(Task data begins)

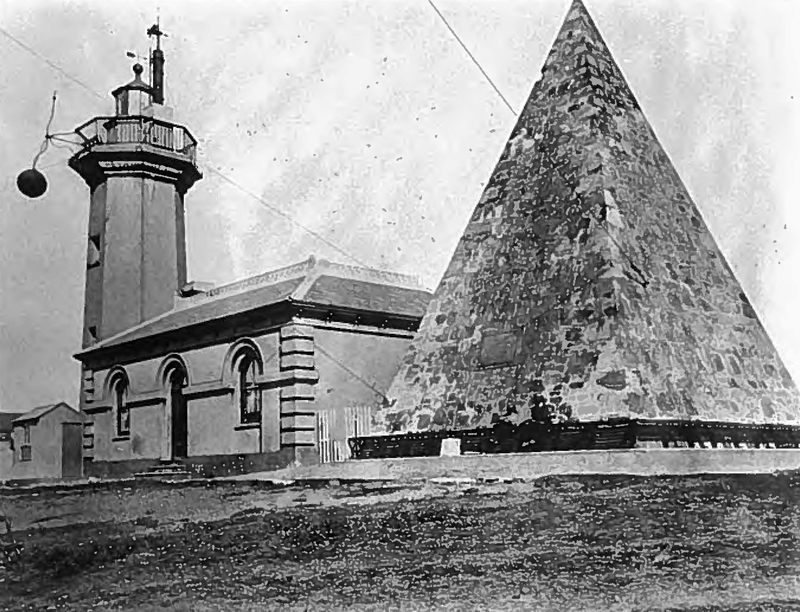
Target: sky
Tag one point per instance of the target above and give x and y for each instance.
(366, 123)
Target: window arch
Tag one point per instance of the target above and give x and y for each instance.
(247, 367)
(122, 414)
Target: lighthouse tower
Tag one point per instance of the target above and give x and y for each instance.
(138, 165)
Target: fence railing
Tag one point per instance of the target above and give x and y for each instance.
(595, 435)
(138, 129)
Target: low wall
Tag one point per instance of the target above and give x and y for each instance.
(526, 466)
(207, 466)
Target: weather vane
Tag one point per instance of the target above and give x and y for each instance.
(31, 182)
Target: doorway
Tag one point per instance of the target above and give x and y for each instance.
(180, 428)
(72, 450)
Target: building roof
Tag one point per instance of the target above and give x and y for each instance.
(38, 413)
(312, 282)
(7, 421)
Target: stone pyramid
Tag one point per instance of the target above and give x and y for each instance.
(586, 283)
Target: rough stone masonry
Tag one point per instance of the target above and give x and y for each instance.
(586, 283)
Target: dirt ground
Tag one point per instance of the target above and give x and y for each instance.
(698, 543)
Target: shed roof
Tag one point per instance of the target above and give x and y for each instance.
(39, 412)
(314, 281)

(Task data ends)

• _Problem to work on_:
List every line from the entries above in which "roof" appears.

• _Output_:
Target: building roof
Target: shed roof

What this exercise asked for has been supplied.